## YOUR GOAL:
Carry on the explanation of the assumed mean and standard deviation from its last sentence.

## PASSAGE TO READ:
** Begin **
Let Mr is the real mean, then Mr = ( ∑(i = 1 to n) xi ) / n ----------(1)

and then n(Mr) = ∑(i = 1 to n) xi  ------------(1)'

Let Ma is the assumed mean, then (x1 - Ma) + (x2-Ma) + (x3-Ma) + ... + (xn -Ma) = R ----------(2)

If the assumed mean is the same as real mean then R should be zero.

If R is not zero, then assumed mean is not the same as real mean.

The equation (2) can be modified as below.

(x1 + x2 + x3+ .... + xn) - n(Ma) = R   ---------------(2)'

From equation (1)' (x1+x2+...+xn) = ∑(i = 1 to n) xi =n(Mr)  plug this to equation (2)'

Then n(Mr) - n(Ma) = R -----------------(3)

Divide the equation by n gives Mr = Ma + R/n -------------(4)

This is the relation between the real mean and the assumed mean.

The standard deviation is σ = √( ∑(i = 1 to n) ( xi - Mr)2 / n )-------------(5)

If you want to use assumed mean for standard deviation, you can use equation (4) to equation (5)

then σ =  √( ∑(i = 1 to n)( xi - Ma - R/n )2  / n )

Ok, I'm a little fuzzy about what exactly you're looking for, so I'll give an example that Wikipedia did on their site (I'm good at math, not creative math- I can't just whip up numbers). But I understand assumed mean to be just like this. If this isn't what you're needing, we'll talk it though a little more, and I'll try to find a better way to explain it than wikipedia.
** End **
## Dataset excerpts about pointing at objects:
** Begin **
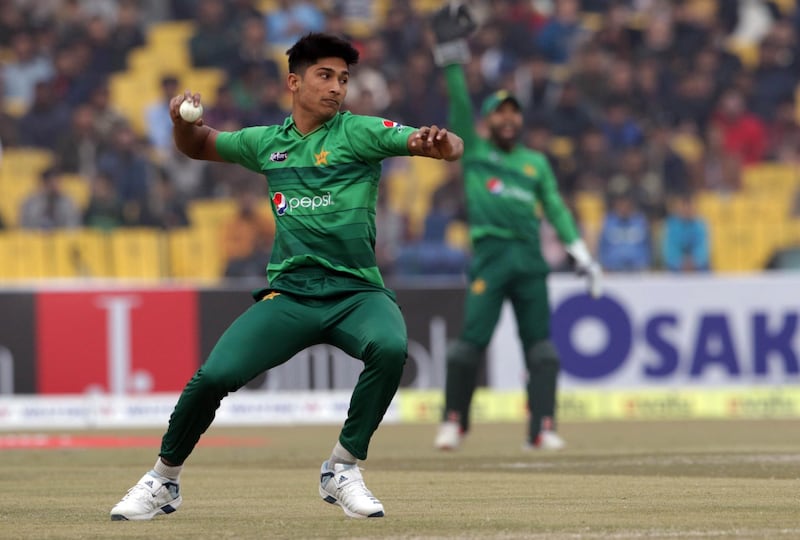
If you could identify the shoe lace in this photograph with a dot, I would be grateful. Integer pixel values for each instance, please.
(355, 488)
(139, 491)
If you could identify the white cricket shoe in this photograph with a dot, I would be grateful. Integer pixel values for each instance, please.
(152, 495)
(546, 440)
(448, 437)
(343, 485)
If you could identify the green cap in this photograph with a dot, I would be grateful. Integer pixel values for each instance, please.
(493, 101)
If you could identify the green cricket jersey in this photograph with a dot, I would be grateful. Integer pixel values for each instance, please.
(324, 187)
(503, 188)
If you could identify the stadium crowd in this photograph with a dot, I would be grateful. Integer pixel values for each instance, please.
(641, 103)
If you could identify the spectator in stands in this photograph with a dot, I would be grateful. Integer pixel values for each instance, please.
(247, 237)
(569, 118)
(624, 244)
(165, 207)
(640, 182)
(103, 57)
(246, 89)
(404, 31)
(370, 76)
(658, 37)
(106, 116)
(538, 90)
(432, 255)
(25, 69)
(392, 231)
(693, 100)
(9, 128)
(448, 199)
(104, 210)
(158, 122)
(538, 136)
(594, 164)
(717, 170)
(290, 19)
(424, 100)
(743, 132)
(662, 159)
(223, 108)
(590, 66)
(778, 71)
(685, 246)
(243, 11)
(78, 148)
(620, 128)
(49, 207)
(616, 35)
(223, 179)
(73, 82)
(186, 175)
(719, 64)
(128, 168)
(252, 49)
(46, 119)
(214, 41)
(783, 134)
(562, 33)
(127, 33)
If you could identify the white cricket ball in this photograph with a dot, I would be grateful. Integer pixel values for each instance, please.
(189, 112)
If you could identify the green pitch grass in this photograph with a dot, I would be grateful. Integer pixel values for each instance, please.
(619, 480)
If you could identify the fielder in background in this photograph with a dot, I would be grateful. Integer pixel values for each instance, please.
(323, 168)
(504, 183)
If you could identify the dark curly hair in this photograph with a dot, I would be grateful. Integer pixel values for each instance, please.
(314, 46)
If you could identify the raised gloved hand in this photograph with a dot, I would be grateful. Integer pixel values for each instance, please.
(451, 25)
(586, 266)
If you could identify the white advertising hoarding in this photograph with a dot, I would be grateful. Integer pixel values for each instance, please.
(669, 331)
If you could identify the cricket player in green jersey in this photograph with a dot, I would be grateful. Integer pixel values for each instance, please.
(505, 182)
(323, 168)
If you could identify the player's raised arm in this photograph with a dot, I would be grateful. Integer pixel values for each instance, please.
(435, 143)
(193, 138)
(451, 26)
(563, 222)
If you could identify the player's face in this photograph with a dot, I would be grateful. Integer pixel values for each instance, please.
(322, 88)
(505, 124)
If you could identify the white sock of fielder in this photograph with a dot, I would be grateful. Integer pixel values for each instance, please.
(341, 455)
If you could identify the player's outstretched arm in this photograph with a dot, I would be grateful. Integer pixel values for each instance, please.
(436, 143)
(194, 139)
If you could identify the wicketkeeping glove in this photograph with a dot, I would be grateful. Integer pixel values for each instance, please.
(586, 266)
(451, 25)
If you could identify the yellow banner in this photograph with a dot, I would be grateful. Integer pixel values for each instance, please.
(588, 405)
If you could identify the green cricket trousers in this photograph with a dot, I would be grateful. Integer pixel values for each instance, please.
(366, 325)
(504, 269)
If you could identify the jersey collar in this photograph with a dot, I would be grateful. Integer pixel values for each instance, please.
(288, 124)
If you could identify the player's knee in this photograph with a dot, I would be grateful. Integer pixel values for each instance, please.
(460, 352)
(542, 355)
(214, 381)
(388, 352)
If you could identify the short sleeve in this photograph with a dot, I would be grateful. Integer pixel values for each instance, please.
(373, 138)
(243, 146)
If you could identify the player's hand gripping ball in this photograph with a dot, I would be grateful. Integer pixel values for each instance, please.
(189, 112)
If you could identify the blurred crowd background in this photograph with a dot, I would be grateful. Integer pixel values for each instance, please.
(673, 128)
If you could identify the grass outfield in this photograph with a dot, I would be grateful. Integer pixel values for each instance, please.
(695, 479)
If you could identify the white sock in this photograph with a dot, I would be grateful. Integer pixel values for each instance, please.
(341, 455)
(167, 471)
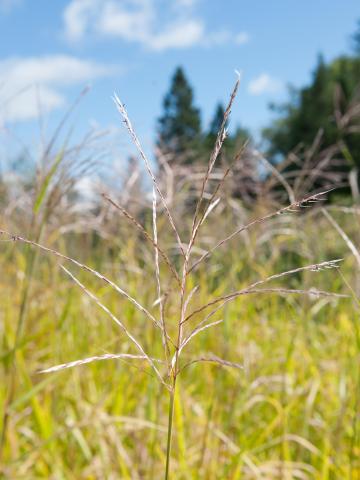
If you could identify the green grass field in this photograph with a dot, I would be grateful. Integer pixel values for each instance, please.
(291, 412)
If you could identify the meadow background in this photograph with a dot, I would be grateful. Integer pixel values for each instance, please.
(271, 390)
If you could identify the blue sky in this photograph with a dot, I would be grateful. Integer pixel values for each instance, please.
(49, 50)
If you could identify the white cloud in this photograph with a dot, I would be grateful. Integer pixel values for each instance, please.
(153, 24)
(264, 83)
(179, 35)
(29, 83)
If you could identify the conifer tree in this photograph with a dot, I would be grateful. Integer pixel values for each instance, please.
(179, 127)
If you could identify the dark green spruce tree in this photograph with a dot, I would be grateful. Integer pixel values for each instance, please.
(330, 102)
(179, 128)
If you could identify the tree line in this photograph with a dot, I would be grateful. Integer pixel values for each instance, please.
(328, 109)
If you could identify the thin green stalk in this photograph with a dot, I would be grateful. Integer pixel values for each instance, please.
(169, 433)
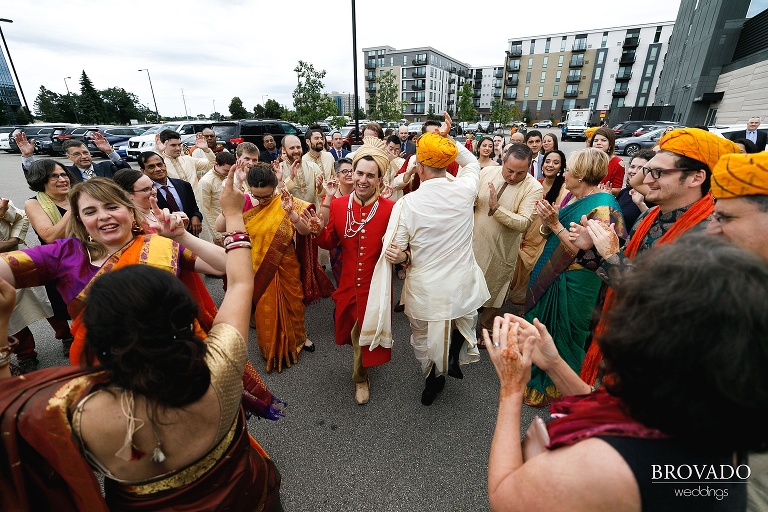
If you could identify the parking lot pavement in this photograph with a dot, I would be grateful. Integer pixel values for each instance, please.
(392, 454)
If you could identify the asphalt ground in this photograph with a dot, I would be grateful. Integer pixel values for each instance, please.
(392, 454)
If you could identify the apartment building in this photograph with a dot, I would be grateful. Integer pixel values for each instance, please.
(602, 69)
(428, 79)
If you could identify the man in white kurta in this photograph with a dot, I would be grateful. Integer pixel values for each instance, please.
(503, 212)
(432, 234)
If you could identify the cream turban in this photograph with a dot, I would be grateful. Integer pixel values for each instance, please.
(698, 144)
(376, 149)
(435, 151)
(740, 175)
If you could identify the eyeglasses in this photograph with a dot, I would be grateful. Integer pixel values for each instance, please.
(656, 173)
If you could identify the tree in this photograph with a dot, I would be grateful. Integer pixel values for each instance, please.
(465, 109)
(48, 105)
(389, 107)
(120, 106)
(91, 104)
(237, 109)
(272, 109)
(309, 101)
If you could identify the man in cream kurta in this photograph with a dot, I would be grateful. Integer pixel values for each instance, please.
(431, 230)
(503, 212)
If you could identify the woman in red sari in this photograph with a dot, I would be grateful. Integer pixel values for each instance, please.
(160, 414)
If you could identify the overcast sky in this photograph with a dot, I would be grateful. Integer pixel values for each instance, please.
(215, 50)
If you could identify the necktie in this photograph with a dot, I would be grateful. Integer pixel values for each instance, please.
(172, 204)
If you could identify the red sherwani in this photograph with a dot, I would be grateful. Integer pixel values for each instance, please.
(359, 255)
(452, 169)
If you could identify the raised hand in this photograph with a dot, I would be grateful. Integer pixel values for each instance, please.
(26, 147)
(286, 201)
(579, 236)
(101, 143)
(159, 145)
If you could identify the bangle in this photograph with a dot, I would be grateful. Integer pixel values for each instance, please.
(237, 245)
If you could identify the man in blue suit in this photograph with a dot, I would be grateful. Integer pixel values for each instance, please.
(76, 151)
(176, 195)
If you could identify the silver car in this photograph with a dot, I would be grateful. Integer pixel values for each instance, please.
(631, 145)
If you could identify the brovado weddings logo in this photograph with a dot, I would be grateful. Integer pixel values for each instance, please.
(700, 480)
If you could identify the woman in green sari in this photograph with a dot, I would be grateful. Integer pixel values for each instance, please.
(564, 288)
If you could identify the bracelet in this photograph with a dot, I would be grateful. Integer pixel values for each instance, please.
(237, 237)
(237, 245)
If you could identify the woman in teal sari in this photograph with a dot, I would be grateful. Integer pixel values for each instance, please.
(564, 288)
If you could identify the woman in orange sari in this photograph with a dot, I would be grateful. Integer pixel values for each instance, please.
(287, 275)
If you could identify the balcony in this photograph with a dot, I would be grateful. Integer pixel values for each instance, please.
(627, 58)
(579, 46)
(631, 42)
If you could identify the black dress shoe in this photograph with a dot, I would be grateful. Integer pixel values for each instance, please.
(432, 387)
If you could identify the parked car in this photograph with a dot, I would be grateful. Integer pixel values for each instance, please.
(146, 142)
(631, 145)
(628, 128)
(41, 134)
(232, 133)
(116, 136)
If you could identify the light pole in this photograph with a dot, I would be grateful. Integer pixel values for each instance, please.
(69, 95)
(7, 52)
(157, 113)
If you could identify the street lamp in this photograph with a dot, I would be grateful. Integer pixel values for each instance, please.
(7, 52)
(69, 95)
(157, 112)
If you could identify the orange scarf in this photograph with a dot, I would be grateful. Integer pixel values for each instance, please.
(697, 213)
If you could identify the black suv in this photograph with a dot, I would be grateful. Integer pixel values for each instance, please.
(232, 133)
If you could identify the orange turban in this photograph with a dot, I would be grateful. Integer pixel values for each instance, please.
(740, 175)
(700, 145)
(435, 151)
(376, 149)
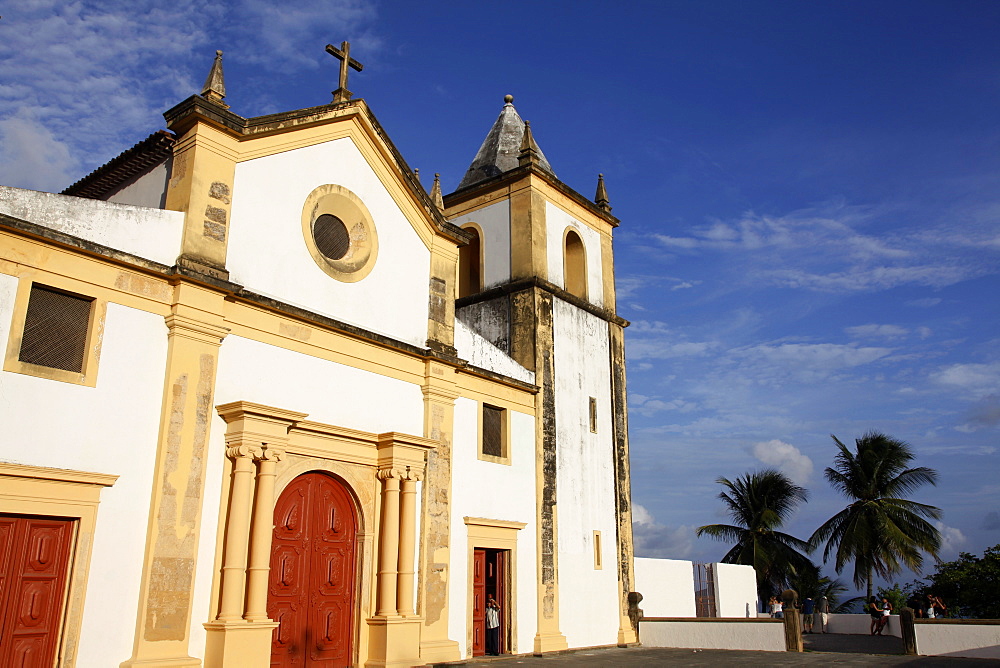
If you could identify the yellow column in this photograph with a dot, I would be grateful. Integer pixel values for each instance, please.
(440, 393)
(388, 543)
(407, 544)
(163, 620)
(260, 539)
(234, 567)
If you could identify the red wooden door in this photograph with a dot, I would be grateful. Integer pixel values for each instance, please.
(34, 562)
(479, 603)
(311, 591)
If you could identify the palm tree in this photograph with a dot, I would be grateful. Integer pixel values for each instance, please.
(880, 531)
(759, 504)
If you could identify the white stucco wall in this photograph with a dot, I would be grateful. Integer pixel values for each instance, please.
(556, 222)
(667, 587)
(494, 220)
(588, 597)
(149, 190)
(111, 428)
(328, 392)
(493, 491)
(859, 625)
(152, 234)
(765, 635)
(958, 638)
(735, 590)
(268, 254)
(480, 352)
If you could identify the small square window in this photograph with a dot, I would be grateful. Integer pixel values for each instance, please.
(53, 334)
(55, 329)
(493, 435)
** End **
## ANSWER TO THIS EXERCISE:
The mean of the following numbers is sought:
219, 223, 226, 228, 231, 234, 235, 236, 240, 241, 244, 247, 249, 255, 262
Suppose we start with a plausible initial guess that the mean is about 240. Then the deviations from this "assumed" mean are the following:
−21, −17, −14, −12, −9, −6, −5, −4, 0, 1, 4, 7, 9, 15, 22
In adding these up, one finds that:
22 and −21 almost cancel, leaving +1,
15 and −17 almost cancel, levaing −2,
9 and −9 cancel,
7 + 4 cancels −6 − 5,
and so on. We are left with a sum of −30. The average of these 15 deviations from the assumed mean is therefore −30/15 = −2. Therefore that is what we need to add to the assumed mean to get the correct mean:
correct mean = 240 − 2 = 238.